*** Opening of Supplied data ***

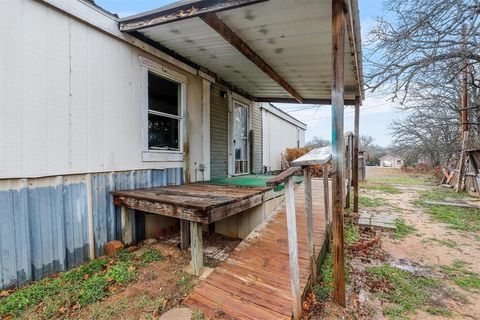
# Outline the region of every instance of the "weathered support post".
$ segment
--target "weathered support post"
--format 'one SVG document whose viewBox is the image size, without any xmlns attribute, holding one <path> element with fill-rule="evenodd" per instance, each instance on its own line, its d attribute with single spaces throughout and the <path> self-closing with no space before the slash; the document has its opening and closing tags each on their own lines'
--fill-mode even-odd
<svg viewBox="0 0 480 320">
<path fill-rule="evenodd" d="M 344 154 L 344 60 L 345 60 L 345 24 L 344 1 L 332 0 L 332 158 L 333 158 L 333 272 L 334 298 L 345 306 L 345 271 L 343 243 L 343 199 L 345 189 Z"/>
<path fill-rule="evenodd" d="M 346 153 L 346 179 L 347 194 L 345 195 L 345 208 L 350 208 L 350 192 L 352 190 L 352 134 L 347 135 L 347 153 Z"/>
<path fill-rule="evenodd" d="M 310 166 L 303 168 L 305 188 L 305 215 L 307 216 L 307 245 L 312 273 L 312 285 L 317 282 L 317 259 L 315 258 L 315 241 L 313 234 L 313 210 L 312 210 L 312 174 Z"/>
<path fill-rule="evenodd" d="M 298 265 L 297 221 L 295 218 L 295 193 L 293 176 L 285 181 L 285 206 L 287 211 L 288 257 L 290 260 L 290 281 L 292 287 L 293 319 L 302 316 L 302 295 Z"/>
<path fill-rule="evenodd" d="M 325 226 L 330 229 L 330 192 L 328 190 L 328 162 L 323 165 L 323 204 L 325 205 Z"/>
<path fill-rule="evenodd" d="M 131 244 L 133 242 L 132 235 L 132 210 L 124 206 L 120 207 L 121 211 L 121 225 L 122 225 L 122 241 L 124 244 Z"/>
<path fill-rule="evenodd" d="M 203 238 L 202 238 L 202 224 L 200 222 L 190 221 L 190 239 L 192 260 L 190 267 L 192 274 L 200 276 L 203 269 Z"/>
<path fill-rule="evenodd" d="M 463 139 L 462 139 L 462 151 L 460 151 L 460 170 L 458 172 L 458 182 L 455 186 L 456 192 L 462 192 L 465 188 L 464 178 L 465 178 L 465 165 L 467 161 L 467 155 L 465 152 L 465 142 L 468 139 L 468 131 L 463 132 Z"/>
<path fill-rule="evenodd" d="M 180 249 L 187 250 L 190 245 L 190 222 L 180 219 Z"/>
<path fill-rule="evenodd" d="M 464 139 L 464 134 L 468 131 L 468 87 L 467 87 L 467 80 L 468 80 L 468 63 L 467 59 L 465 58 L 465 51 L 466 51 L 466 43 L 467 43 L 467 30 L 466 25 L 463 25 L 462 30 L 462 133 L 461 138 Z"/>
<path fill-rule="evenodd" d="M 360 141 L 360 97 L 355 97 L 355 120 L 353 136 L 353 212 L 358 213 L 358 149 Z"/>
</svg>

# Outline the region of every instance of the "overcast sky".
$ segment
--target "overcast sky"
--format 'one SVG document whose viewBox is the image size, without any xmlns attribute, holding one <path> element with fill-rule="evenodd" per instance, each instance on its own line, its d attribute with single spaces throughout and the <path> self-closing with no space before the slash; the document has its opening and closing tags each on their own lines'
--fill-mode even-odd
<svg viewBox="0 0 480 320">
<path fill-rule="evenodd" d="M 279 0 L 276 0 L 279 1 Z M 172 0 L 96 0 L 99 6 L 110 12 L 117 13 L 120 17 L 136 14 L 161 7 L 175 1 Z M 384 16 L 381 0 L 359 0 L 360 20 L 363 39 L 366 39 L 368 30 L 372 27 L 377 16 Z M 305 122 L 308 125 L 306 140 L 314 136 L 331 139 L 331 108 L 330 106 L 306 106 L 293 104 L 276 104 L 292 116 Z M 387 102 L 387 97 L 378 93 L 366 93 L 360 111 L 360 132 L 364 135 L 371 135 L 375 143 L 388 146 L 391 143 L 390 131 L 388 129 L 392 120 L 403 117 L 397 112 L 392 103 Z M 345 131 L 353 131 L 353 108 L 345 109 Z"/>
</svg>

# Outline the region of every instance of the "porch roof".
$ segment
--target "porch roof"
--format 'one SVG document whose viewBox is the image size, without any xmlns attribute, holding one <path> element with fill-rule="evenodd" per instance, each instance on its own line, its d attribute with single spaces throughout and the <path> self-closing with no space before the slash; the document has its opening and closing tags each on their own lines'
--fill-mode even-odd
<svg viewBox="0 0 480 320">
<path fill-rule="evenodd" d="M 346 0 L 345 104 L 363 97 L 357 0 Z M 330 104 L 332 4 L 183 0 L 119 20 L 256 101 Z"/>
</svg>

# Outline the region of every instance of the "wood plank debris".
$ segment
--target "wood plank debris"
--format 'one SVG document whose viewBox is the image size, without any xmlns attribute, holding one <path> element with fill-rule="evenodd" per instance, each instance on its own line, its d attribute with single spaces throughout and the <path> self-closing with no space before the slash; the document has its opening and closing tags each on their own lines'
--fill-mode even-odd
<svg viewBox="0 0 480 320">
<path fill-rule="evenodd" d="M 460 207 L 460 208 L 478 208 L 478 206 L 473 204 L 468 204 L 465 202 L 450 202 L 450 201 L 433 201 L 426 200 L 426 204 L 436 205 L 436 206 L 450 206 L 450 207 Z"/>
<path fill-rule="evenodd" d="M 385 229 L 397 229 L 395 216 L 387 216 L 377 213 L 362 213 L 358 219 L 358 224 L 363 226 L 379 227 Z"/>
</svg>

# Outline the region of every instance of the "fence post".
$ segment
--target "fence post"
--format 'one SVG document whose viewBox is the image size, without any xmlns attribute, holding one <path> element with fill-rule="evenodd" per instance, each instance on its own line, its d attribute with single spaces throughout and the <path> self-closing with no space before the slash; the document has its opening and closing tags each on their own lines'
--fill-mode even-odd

*** Close of Supplied data ***

Work to complete: Every record above should come back exactly, but without its pictures.

Response for this exercise:
# Outline the region of every instance of the "weathered support post".
$ segment
--target "weathered support post"
--format 'one SVG document whose viewBox is the image size, without any xmlns attribute, holding one <path> element with fill-rule="evenodd" per instance, each instance on its own line, its d attribute with single spaces throughout and the <path> self-closing with no space before the slash; the document has its opening and closing tags each on their own lines'
--fill-mode even-odd
<svg viewBox="0 0 480 320">
<path fill-rule="evenodd" d="M 344 154 L 344 60 L 345 60 L 345 24 L 344 1 L 332 0 L 332 158 L 333 158 L 333 272 L 334 298 L 345 306 L 345 271 L 343 243 L 343 199 L 345 189 Z"/>
<path fill-rule="evenodd" d="M 346 153 L 346 179 L 347 194 L 345 195 L 345 208 L 350 208 L 350 192 L 352 190 L 352 134 L 347 135 L 347 153 Z"/>
<path fill-rule="evenodd" d="M 310 166 L 303 168 L 305 188 L 305 215 L 307 216 L 307 245 L 312 273 L 312 285 L 317 282 L 317 259 L 315 258 L 315 241 L 313 234 L 313 210 L 312 210 L 312 174 Z"/>
<path fill-rule="evenodd" d="M 298 265 L 297 221 L 295 218 L 295 193 L 293 176 L 285 181 L 285 206 L 287 211 L 288 257 L 290 260 L 290 281 L 292 287 L 293 319 L 302 316 L 302 295 Z"/>
<path fill-rule="evenodd" d="M 325 226 L 330 229 L 330 192 L 328 190 L 328 162 L 323 165 L 323 204 L 325 205 Z"/>
<path fill-rule="evenodd" d="M 131 244 L 133 242 L 132 235 L 132 210 L 124 206 L 120 207 L 121 211 L 121 225 L 122 225 L 122 241 L 124 244 Z"/>
<path fill-rule="evenodd" d="M 203 238 L 202 238 L 202 224 L 200 222 L 190 221 L 190 239 L 192 260 L 190 267 L 192 274 L 200 276 L 203 269 Z"/>
<path fill-rule="evenodd" d="M 463 139 L 462 139 L 462 151 L 460 151 L 460 170 L 458 172 L 458 182 L 455 186 L 456 192 L 462 192 L 465 188 L 464 178 L 465 178 L 465 165 L 467 161 L 467 155 L 465 152 L 465 142 L 468 139 L 468 131 L 463 132 Z"/>
<path fill-rule="evenodd" d="M 180 249 L 187 250 L 190 245 L 190 222 L 180 219 Z"/>
<path fill-rule="evenodd" d="M 464 139 L 464 134 L 468 131 L 468 87 L 467 87 L 467 80 L 468 80 L 468 63 L 467 59 L 465 58 L 465 51 L 466 51 L 466 43 L 467 43 L 467 30 L 466 25 L 463 25 L 462 30 L 462 133 L 461 138 Z"/>
<path fill-rule="evenodd" d="M 360 141 L 360 97 L 355 97 L 355 120 L 353 136 L 353 212 L 358 213 L 358 149 Z"/>
</svg>

# Outline the region of every instance of the "overcast sky".
$ segment
--target "overcast sky"
--format 'one SVG document whose viewBox is the image size, without any xmlns attribute, holding one <path> element with fill-rule="evenodd" per instance, each instance on its own line, its d attribute with single spaces throughout and the <path> self-closing with no space before the slash; the document has its opening and closing tags each on their own lines'
--fill-mode even-odd
<svg viewBox="0 0 480 320">
<path fill-rule="evenodd" d="M 279 0 L 276 0 L 279 1 Z M 172 0 L 96 0 L 99 6 L 110 12 L 117 13 L 120 17 L 136 14 L 161 7 L 175 1 Z M 384 16 L 381 0 L 359 0 L 360 20 L 363 39 L 366 39 L 368 30 L 372 27 L 377 16 Z M 305 122 L 308 125 L 306 140 L 314 136 L 331 139 L 331 108 L 330 106 L 306 106 L 293 104 L 276 104 L 292 116 Z M 387 102 L 387 97 L 378 93 L 366 93 L 360 111 L 360 132 L 364 135 L 371 135 L 375 143 L 388 146 L 391 143 L 390 131 L 388 129 L 392 120 L 403 117 L 397 112 L 392 103 Z M 345 131 L 353 131 L 353 108 L 345 109 Z"/>
</svg>

# Outline the region of every instance of the "porch roof".
$ segment
--target "porch roof"
--format 'one SVG document whose viewBox is the image size, without any xmlns attribute, holding one <path> element with fill-rule="evenodd" per instance, each instance on its own line, its d attribute with single spaces throughout and the <path> self-closing with no space before the slash; the document has its opening and closing tags each on their own lines'
--fill-mode even-odd
<svg viewBox="0 0 480 320">
<path fill-rule="evenodd" d="M 346 0 L 345 104 L 363 97 L 357 0 Z M 330 104 L 332 4 L 183 0 L 119 20 L 256 101 Z"/>
</svg>

# Outline the region of every instance of the "wood plank debris".
$ segment
--target "wood plank debris"
--format 'one SVG document whose viewBox is the image size, without any xmlns attribute, holding one <path> element with fill-rule="evenodd" per instance, each instance on its own line, its d attribute with single spaces throughout and the <path> self-closing with no space before the slash; the document has its opening and closing tags each on their own lines'
--fill-mode even-odd
<svg viewBox="0 0 480 320">
<path fill-rule="evenodd" d="M 460 207 L 460 208 L 478 208 L 478 206 L 473 204 L 468 204 L 465 202 L 450 202 L 450 201 L 433 201 L 426 200 L 426 204 L 436 205 L 436 206 L 450 206 L 450 207 Z"/>
<path fill-rule="evenodd" d="M 385 229 L 397 229 L 395 216 L 387 216 L 377 213 L 362 213 L 358 219 L 358 224 L 363 226 L 379 227 Z"/>
</svg>

# Outline the region of every instance of the "fence post".
$ segment
--target "fence post"
--format 'one SVG document whose viewBox is the image size, without any xmlns attribute, holding one <path> element with fill-rule="evenodd" per instance, each instance on its own line, its d attribute with single spaces throughout and the <path> self-closing with no space before the slash; the document has its opening and closing tags each on their own lines'
--fill-mode even-odd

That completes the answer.